BEGIN PROVIDED INFORMATION

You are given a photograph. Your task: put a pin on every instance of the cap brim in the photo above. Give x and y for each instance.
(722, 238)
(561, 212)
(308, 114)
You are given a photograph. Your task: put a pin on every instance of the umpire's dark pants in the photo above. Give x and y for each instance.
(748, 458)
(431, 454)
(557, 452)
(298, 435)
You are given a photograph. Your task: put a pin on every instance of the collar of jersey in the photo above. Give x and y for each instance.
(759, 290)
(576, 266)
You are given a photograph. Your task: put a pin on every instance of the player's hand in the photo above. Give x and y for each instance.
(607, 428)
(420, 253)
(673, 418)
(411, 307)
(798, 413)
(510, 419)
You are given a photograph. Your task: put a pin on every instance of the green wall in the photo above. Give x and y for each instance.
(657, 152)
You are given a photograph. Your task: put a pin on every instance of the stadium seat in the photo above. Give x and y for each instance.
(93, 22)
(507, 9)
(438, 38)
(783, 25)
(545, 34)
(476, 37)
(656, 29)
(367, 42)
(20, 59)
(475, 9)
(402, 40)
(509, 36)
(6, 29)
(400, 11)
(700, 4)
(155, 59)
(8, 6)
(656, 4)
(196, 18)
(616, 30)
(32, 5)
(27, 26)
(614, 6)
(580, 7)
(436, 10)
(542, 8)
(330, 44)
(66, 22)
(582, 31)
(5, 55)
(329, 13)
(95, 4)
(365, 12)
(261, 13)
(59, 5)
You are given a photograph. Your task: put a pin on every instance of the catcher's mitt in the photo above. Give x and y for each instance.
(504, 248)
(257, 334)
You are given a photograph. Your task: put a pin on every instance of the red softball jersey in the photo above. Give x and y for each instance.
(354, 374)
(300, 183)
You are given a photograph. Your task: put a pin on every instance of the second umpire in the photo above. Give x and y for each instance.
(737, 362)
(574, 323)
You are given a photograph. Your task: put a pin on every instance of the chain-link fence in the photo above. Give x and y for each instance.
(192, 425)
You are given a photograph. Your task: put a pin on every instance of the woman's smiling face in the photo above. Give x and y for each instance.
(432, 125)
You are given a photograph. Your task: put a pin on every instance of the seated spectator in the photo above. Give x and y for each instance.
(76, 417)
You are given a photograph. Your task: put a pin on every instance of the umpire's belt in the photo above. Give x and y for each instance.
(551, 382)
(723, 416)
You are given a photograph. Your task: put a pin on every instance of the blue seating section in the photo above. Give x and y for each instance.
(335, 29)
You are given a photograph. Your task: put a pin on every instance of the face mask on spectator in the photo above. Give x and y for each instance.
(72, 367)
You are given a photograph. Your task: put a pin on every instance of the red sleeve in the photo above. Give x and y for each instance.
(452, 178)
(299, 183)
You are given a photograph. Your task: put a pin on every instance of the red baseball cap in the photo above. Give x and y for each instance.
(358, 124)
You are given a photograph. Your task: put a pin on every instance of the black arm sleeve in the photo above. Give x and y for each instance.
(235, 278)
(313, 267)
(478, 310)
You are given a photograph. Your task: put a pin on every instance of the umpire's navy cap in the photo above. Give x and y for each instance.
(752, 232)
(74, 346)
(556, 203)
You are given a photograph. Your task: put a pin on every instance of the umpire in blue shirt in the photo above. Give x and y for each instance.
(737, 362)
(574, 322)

END PROVIDED INFORMATION

• **PROBLEM**: Once the records end, copy them all again exactly.

• **COMPLETED EXERCISE**:
You are given a photograph. Your task: put a pin on every instance of the cap brim in the photo above. Give x and y for each instance.
(722, 238)
(561, 212)
(308, 114)
You are given a photograph. Your task: put a pin on every instance of the umpire's dark pants in the photo above. Give x and y for each instance.
(748, 458)
(431, 454)
(557, 452)
(298, 435)
You are given a photograph. Your task: put a pin on every instance of the collar of jersey in the photo above. Give x and y for each instance.
(759, 290)
(576, 266)
You are given a photograph. Your task: put a pin on every instance of the player's hand in the photo above. Give x and y for each instance.
(607, 428)
(420, 253)
(673, 418)
(411, 307)
(798, 413)
(510, 419)
You are given a photograph. Your task: put a pin on every instance of the green wall in the photo above. Give x and y for each instance.
(657, 152)
You are given a photograph. Your task: put a pin on every instance of the stadium seat in the photo above. Give x and y for each instance.
(93, 22)
(507, 9)
(438, 38)
(783, 25)
(545, 34)
(476, 37)
(656, 29)
(367, 42)
(20, 59)
(475, 9)
(402, 40)
(509, 36)
(6, 29)
(400, 11)
(700, 4)
(155, 59)
(8, 6)
(656, 4)
(196, 18)
(616, 30)
(32, 5)
(27, 26)
(614, 6)
(580, 7)
(436, 10)
(542, 8)
(330, 44)
(66, 22)
(582, 31)
(5, 55)
(329, 13)
(95, 4)
(365, 12)
(261, 13)
(59, 5)
You are given a photograph. Your task: put a pin on every instance of the catcher's mitt in the photo above. Give x and y for each instance.
(504, 248)
(257, 334)
You are given a photograph. Your task: put a pin on every instance of the red softball jersey in the photo above. Give x and y for each instance.
(354, 374)
(300, 183)
You are given a photograph. Your task: put a pin on every instance of the second umpire in the photo above. Give x and y for each instance.
(737, 362)
(574, 323)
You are given a photograph. Your task: put a pin on every instance of the chain-link fence in the photo above. Give x and y for each instance.
(192, 425)
You are given a photograph. Your task: put a pin on every instance of the woman's smiling face in the photo above. Give x and y for each instance.
(432, 125)
You are given a photograph. Your task: put a pin on every instance of the seated spectator in the photo above. Give x and y for each instance.
(76, 417)
You are given a photograph. Your task: put a pin on every instance of the umpire's belt in the photo above. Give x and y for each instance.
(551, 382)
(723, 416)
You are given a photograph. Your task: put a pin on every instance of the blue seating section in the photo above. Give x and y for each instance.
(335, 29)
You are given a photograph. Your task: put a pin on every instance of the face mask on spectator in the photo above. Give x and y for each instance.
(72, 367)
You are given a photograph. Your task: put a pin on every instance of the red sleeve in the photo above. Give x and y for each instance.
(452, 178)
(299, 183)
You are given a photograph. Your task: put a pin on every instance of the red baseball cap in the photo above. Give x and y for each instance.
(358, 124)
You are given a photograph. Your task: put a pin on every instance of the black arm sleeve in the photo above. Give x and y for each instance.
(235, 278)
(313, 267)
(478, 310)
You are given a photograph. Your task: put a pin on every instance of the umpire's navy cap in the photo above. Give x and y for each instance.
(752, 232)
(74, 346)
(556, 203)
You are given a photograph. Your task: put a pin on every instance of the umpire in blue shirt in the photo above. Give x and y for each instance.
(737, 362)
(574, 322)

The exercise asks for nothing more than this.